Recorded data:
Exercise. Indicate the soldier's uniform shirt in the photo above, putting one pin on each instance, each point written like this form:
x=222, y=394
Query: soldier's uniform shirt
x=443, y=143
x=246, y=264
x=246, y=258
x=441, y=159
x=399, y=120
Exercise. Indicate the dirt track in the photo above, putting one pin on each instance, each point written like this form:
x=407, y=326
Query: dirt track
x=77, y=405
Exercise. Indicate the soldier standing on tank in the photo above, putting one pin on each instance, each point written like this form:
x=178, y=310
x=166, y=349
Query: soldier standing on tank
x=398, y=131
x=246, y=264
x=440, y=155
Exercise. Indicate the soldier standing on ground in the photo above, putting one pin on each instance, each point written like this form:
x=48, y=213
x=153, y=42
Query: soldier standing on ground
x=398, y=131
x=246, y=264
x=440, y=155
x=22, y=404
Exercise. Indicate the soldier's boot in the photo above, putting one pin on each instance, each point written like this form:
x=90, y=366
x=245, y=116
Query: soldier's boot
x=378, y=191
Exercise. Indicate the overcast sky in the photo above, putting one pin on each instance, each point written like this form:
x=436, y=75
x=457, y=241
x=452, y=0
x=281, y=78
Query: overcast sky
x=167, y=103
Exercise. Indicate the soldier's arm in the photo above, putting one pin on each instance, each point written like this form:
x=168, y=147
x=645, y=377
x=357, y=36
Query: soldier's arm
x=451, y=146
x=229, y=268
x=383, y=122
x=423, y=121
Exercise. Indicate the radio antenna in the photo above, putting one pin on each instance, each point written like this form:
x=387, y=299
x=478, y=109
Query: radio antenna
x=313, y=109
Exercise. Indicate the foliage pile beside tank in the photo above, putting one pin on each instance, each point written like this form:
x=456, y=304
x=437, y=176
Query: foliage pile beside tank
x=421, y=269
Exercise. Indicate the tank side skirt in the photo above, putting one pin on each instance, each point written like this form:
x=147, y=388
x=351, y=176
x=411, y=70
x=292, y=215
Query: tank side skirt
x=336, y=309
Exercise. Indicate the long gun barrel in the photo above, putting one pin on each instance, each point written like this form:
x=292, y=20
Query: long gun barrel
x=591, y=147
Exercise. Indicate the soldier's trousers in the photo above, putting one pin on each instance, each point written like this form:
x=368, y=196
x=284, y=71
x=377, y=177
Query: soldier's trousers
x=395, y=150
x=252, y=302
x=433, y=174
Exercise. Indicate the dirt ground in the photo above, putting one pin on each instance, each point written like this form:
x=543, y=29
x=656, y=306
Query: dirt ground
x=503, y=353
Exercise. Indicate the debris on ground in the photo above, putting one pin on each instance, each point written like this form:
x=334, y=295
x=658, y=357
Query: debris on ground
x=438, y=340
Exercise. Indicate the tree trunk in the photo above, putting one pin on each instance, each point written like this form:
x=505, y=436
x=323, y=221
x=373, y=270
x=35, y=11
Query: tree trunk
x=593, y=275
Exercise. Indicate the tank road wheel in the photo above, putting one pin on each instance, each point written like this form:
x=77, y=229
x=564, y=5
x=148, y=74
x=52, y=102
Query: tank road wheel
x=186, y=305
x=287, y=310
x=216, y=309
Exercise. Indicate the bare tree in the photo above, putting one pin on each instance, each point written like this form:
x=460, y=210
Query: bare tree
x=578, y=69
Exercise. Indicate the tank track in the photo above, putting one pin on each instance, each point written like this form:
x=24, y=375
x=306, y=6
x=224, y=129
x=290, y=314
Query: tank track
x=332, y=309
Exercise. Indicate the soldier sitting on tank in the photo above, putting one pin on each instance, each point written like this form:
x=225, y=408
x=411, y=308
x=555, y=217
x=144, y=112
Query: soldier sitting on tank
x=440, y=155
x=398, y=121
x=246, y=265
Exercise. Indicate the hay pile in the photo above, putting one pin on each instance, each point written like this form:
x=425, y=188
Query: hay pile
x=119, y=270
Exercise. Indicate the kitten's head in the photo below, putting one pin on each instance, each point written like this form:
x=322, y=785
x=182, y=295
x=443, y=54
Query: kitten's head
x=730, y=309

...

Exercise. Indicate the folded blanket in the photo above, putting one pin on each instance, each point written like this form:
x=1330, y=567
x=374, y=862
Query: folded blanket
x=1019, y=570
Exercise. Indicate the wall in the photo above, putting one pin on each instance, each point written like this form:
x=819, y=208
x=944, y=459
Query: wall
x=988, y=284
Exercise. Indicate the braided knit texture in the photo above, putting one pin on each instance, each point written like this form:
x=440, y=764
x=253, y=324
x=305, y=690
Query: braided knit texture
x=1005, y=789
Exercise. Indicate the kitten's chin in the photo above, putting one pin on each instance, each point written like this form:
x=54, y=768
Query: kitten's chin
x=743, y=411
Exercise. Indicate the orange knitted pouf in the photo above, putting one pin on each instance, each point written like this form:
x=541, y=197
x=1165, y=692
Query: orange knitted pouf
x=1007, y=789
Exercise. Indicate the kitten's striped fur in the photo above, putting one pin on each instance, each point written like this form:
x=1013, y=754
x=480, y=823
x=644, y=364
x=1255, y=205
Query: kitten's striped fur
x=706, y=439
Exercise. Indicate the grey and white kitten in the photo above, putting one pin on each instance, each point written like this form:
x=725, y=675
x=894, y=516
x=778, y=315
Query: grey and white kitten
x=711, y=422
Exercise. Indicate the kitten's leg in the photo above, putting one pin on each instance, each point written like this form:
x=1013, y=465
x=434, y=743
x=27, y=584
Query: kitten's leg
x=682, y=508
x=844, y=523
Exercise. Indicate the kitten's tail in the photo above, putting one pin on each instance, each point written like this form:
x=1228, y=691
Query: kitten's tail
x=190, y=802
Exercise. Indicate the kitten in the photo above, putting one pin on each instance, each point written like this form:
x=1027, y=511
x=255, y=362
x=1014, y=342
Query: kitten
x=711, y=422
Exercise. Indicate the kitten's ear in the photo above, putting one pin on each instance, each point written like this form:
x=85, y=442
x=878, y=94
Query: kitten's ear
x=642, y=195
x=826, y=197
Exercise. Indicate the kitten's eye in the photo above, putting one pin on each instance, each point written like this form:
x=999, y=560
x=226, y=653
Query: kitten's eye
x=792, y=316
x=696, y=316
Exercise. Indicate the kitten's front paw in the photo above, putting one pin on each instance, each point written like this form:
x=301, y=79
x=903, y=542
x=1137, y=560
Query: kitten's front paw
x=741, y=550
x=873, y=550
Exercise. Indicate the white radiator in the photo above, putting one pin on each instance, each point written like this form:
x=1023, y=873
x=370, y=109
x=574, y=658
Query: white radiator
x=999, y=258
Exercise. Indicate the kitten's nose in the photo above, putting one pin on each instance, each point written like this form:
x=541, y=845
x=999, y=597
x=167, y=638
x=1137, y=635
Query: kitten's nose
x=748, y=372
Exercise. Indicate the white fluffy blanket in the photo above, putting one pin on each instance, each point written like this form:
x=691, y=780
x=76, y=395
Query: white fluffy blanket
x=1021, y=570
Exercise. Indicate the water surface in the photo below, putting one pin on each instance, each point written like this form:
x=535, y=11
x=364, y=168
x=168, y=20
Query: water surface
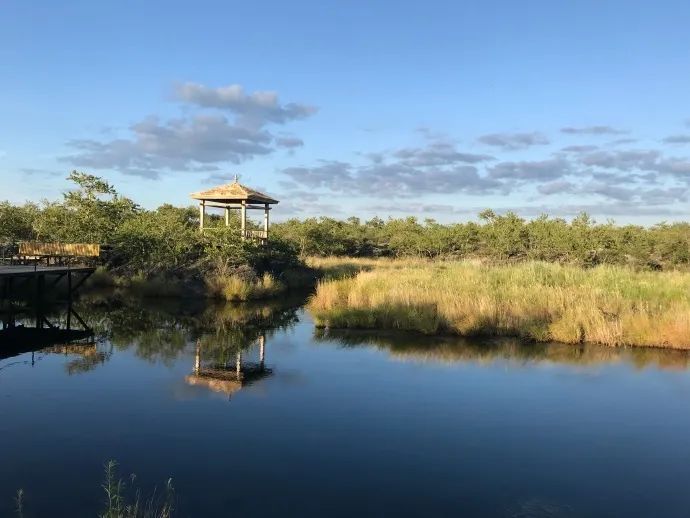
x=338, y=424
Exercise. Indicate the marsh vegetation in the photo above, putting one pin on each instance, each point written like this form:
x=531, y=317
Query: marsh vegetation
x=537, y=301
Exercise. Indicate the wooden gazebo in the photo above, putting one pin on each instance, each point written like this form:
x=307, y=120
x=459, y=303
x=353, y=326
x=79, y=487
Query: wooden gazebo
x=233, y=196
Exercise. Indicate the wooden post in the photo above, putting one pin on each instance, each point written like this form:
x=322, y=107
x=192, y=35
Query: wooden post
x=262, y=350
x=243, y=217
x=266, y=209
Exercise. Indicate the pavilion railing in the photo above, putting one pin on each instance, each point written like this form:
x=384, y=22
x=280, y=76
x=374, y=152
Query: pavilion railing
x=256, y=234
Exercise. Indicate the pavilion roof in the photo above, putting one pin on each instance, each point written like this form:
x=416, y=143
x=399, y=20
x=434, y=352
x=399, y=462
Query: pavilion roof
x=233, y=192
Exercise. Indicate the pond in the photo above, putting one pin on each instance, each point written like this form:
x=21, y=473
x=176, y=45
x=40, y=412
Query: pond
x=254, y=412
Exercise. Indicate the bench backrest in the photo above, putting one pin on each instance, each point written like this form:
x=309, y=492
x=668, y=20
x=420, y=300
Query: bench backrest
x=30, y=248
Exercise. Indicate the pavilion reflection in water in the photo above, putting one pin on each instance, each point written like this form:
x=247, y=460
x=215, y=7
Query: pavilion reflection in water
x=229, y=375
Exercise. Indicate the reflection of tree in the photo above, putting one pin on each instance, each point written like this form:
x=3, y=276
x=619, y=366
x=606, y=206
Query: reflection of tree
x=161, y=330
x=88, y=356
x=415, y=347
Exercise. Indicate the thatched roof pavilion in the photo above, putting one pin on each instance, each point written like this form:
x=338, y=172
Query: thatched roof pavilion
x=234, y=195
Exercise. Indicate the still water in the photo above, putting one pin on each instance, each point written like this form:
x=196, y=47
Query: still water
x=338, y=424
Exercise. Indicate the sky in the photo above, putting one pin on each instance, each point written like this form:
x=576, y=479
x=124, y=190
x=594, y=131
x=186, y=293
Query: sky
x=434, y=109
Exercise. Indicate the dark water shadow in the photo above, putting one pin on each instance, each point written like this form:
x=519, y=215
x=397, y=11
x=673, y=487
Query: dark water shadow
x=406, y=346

Instructions for the task
Only one stretch of the data above is needed. Restate it word for word, from the line containing "x=24, y=375" through the line containing "x=144, y=112", both ends included.

Task response
x=24, y=375
x=306, y=6
x=224, y=129
x=290, y=314
Query: tank track
x=332, y=309
Exercise. Indicate the soldier sitting on tank in the photo above, putting one pin on each instance, each point written like this form:
x=225, y=408
x=411, y=308
x=555, y=217
x=144, y=112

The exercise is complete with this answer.